§ WORK INSTRUCTIONS: From the material below, pull out each line containing the word "outcrop" and copy those lines.
════
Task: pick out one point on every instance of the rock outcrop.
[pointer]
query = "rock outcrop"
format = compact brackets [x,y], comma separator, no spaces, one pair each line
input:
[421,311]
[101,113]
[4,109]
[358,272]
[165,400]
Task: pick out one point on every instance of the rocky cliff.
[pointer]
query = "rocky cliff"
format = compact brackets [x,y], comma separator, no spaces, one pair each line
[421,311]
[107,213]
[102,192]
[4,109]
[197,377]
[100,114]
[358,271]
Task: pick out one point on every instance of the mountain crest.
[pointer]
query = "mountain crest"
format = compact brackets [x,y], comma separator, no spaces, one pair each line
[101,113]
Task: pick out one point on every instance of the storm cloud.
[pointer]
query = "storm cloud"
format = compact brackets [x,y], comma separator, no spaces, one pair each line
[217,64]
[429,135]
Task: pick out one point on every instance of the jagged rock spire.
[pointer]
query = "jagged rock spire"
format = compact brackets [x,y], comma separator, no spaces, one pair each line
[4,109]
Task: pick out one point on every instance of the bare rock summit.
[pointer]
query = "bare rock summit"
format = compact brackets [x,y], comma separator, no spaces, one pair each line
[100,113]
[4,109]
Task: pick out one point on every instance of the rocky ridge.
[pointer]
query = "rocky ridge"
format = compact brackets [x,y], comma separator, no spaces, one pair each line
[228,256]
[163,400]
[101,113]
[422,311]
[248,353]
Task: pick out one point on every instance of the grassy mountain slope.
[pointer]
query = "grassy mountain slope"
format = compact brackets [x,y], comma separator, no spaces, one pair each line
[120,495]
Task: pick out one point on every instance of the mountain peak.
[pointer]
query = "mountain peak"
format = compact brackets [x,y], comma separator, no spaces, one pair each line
════
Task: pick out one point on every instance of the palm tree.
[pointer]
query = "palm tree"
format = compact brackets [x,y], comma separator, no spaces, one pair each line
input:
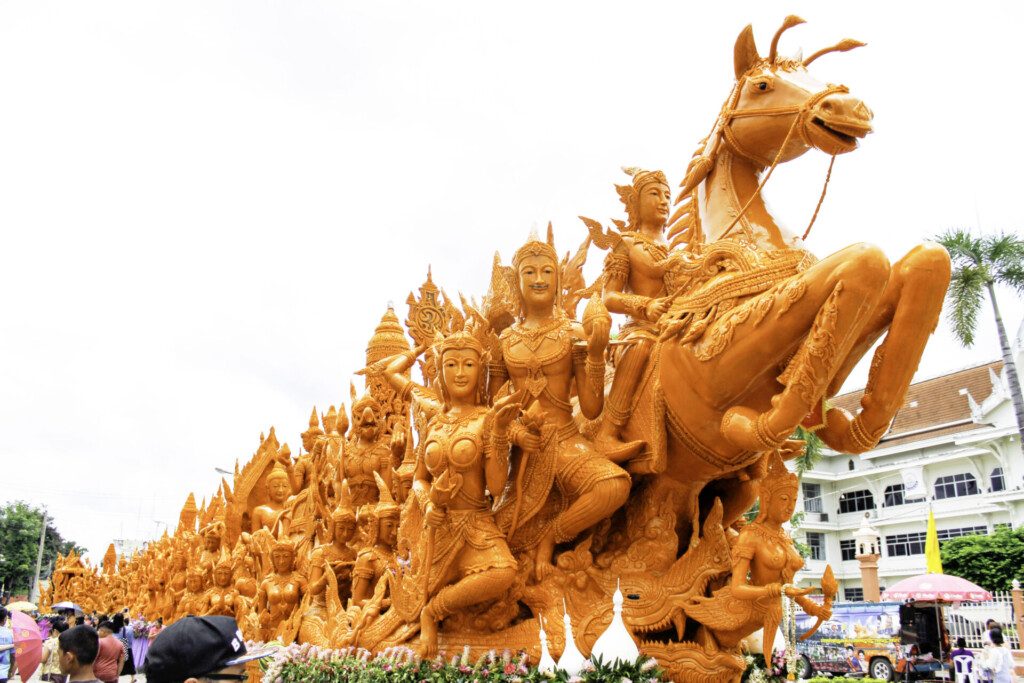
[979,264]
════
§ ANSWER TO THE TASK:
Task: pick out one point on every instance of the rock outcrop.
query = "rock outcrop"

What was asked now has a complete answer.